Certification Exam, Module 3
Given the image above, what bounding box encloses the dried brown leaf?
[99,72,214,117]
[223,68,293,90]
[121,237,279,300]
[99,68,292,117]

--*--

*EXERCISE DETAILS:*
Rewrite the listing above, replacing "dried brown leaf" with "fallen leaf" and leaving everything else unchanged.

*SOLUTION TO THIS TASK:*
Certification Exam, Module 3
Given the image above, what bounding box encloses the fallen leaf?
[99,72,214,117]
[223,68,293,90]
[121,237,279,300]
[99,68,292,117]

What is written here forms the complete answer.